---- Data extract

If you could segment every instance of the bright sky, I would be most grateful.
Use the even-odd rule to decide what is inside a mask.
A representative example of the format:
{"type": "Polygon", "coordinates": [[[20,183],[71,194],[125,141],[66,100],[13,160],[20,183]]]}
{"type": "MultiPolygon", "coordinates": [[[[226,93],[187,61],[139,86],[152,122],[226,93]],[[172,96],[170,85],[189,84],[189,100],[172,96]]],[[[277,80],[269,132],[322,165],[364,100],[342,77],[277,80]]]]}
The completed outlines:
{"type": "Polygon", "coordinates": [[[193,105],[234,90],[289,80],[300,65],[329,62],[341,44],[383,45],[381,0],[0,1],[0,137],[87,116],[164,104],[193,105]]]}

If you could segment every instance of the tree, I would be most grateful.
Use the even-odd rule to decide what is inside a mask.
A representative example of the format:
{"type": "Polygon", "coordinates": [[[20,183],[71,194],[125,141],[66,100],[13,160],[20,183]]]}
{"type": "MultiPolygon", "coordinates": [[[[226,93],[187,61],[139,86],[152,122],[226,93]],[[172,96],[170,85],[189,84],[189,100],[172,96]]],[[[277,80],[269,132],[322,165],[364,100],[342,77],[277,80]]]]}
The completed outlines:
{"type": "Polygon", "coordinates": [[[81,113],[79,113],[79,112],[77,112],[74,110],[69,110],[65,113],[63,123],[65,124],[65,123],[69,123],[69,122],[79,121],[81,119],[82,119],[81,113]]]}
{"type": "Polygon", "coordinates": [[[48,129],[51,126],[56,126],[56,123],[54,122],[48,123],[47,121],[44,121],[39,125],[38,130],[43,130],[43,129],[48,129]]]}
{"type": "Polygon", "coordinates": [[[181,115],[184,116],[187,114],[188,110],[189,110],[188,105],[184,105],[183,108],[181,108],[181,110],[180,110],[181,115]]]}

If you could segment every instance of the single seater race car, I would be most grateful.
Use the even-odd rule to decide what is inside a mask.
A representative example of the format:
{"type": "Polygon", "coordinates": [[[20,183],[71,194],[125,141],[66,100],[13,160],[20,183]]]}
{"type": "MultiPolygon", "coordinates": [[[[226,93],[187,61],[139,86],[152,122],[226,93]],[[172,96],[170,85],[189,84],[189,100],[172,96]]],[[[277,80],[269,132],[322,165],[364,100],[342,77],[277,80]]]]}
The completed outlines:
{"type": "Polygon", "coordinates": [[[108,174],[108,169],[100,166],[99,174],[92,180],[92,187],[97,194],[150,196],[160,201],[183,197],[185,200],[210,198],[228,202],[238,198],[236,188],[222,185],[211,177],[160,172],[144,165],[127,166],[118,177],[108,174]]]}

--------

## Task to complete
Give the part of the material that opens with the line containing "If you could segment every instance of the single" and runs through the end of the material as a two-column CSV with the headers input and output. Use one row for each text and its answer, put each in a single quoted field, and replace line breaks with spaces.

## Exercise result
input,output
"If you could segment every instance of the single seater race car, I would be most grateful. Use the even-odd rule to decide what is inside a mask. A representative example of the format: {""type"": ""Polygon"", ""coordinates"": [[[20,183],[71,194],[125,141],[66,100],[13,160],[20,183]]]} {""type"": ""MultiPolygon"", ""coordinates"": [[[[226,93],[187,61],[139,86],[152,122],[226,93]],[[172,96],[170,85],[189,84],[189,100],[172,96]]],[[[277,80],[269,132],[322,165],[364,100],[342,77],[277,80]]]]} The completed outlines:","{""type"": ""Polygon"", ""coordinates"": [[[108,174],[108,169],[100,166],[99,174],[92,180],[92,187],[97,194],[150,196],[160,201],[183,197],[185,200],[210,198],[228,202],[238,198],[236,188],[222,185],[211,177],[160,172],[144,165],[127,166],[118,177],[108,174]]]}"